The Treaty of Washington arbitrated several contentious issues that had soured relations between Britain, Canada, and the United States in the mid-19th century. First, there was a dispute over the boundary between the United States and Canada on the West Coast. The Oregon Treaty of 1846 had set the boundary at the middle of the channel separating Vancouver Island from the mainland, but since there was no well-defined channel, sovereignty over the midchannel San Juan Islands was left in question. There was also the fisheries problem, since Americans had been fishing in Canadian coastal waters for many years, much to that dominion’s annoyance. A recent irritant to Anglo-American relations was the American failure to prevent the raids in 1866 and 1870 on Canada perpetrated by Irish-American Fenians in the hopes of instigating an Anglo-American war that would free Ireland from British rule.
The foremost issue, however, was the Alabama claims. The question of the recompense for damage done to American shipping during the Civil War by British-built cruisers (the Alabama and her sister ships) had poisoned Anglo-American relations since that war’s conclusion. Britain had repeatedly rebuffed American demands that it express regrets for its actions and make payment to the United States for shipping losses and the costly pursuit of the commerce raiders. Charles Sumner, chair of the Senate Foreign Relations Committee, said the British owed the Americans not only $15 million in direct damages but also an additional $2 billion for prolonging the war two years by its support of the Confederacy. It was obvious that Sumner and like-minded expansionists would accept Canada in lieu of cash.

PROVIDED INFORMATION
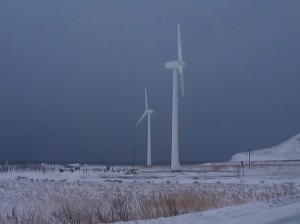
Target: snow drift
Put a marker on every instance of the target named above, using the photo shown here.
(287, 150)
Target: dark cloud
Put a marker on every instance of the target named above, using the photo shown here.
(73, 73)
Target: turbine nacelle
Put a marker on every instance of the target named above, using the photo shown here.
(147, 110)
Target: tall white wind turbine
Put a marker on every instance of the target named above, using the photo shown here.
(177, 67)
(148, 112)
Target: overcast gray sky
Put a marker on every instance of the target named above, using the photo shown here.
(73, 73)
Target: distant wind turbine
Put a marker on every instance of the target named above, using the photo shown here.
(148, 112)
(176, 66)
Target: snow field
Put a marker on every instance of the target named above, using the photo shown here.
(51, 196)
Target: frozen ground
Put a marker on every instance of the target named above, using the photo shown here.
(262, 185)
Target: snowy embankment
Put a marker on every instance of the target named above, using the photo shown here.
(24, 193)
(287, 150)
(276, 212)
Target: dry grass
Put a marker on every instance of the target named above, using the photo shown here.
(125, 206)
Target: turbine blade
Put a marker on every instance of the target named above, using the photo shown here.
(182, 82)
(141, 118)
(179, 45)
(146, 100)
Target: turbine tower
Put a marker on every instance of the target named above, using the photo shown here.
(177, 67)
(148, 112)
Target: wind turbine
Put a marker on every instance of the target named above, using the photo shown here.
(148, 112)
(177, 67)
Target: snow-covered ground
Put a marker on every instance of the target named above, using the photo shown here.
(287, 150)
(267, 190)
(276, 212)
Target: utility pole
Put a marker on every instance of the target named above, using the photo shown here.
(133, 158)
==
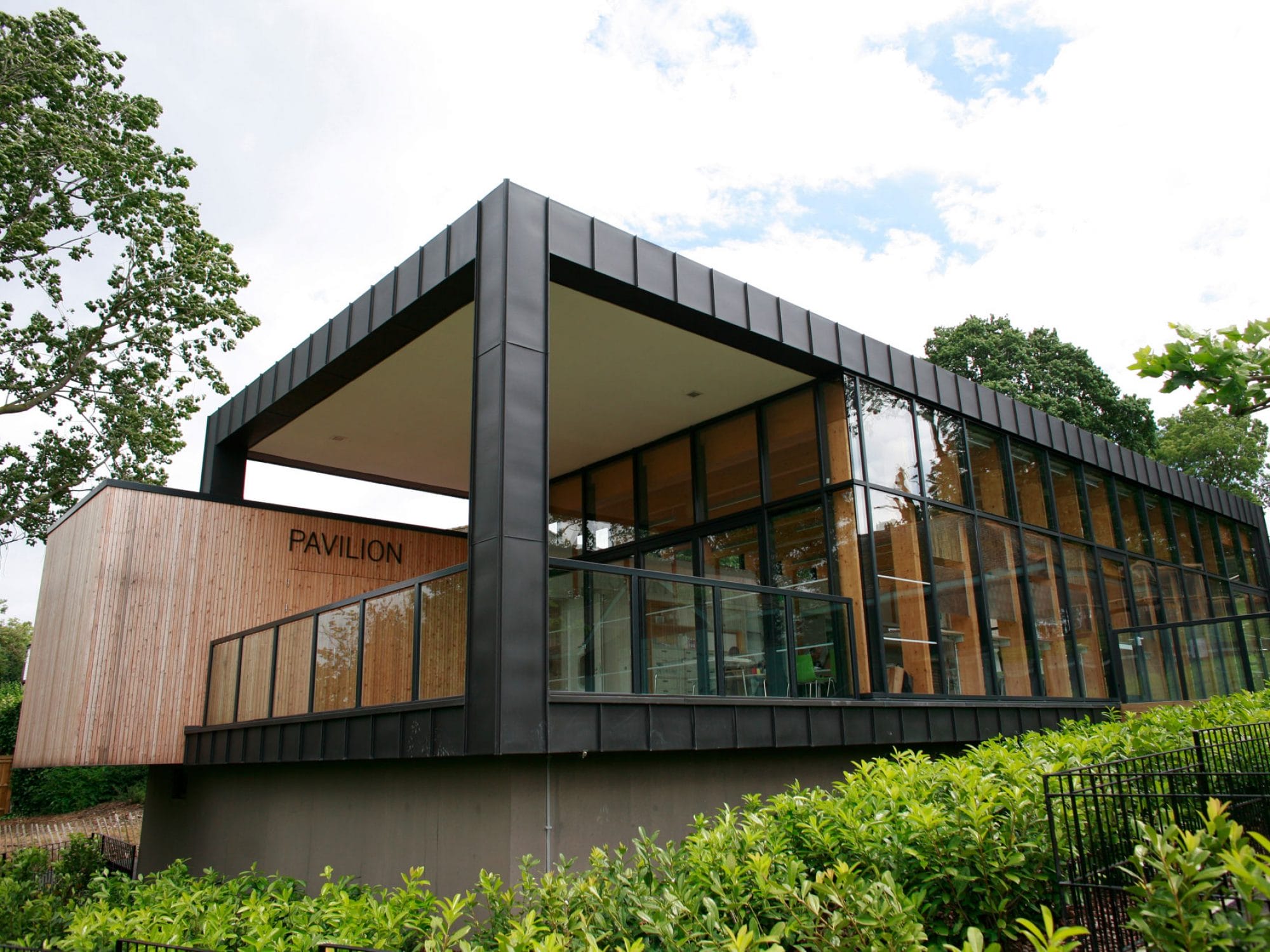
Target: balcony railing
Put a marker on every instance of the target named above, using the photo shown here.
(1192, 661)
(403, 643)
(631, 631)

REQUIRED WORK
Update the Treaty of Washington passage from "The Treaty of" up to and including "from British rule.", changing "Oregon Treaty" to "Oregon Boundary Treaty".

WRITTEN ANSWER
The Treaty of Washington arbitrated several contentious issues that had soured relations between Britain, Canada, and the United States in the mid-19th century. First, there was a dispute over the boundary between the United States and Canada on the West Coast. The Oregon Boundary Treaty of 1846 had set the boundary at the middle of the channel separating Vancouver Island from the mainland, but since there was no well-defined channel, sovereignty over the midchannel San Juan Islands was left in question. There was also the fisheries problem, since Americans had been fishing in Canadian coastal waters for many years, much to that dominion’s annoyance. A recent irritant to Anglo-American relations was the American failure to prevent the raids in 1866 and 1870 on Canada perpetrated by Irish-American Fenians in the hopes of instigating an Anglo-American war that would free Ireland from British rule.